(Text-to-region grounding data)
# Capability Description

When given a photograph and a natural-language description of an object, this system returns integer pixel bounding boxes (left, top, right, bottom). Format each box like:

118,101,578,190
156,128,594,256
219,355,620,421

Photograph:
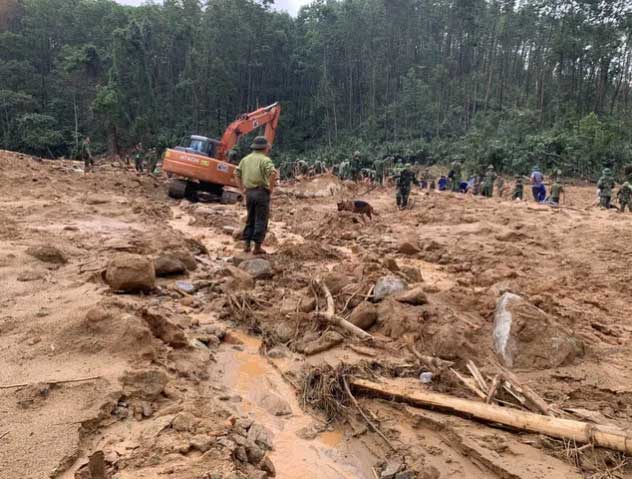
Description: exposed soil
2,150,632,479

**Brief:**
Give back exactly the lines from the line with "When given a" through the end of the records, both included; keep all pictures out.

**Result for this exercise:**
When given a photograph and a natural-language description of an object, this system returns integer pixel bounding boxes (left, top, right, bottom). Format each box like:

118,101,578,190
156,128,594,256
219,355,620,421

Photograph:
Description: exposed soil
2,150,632,479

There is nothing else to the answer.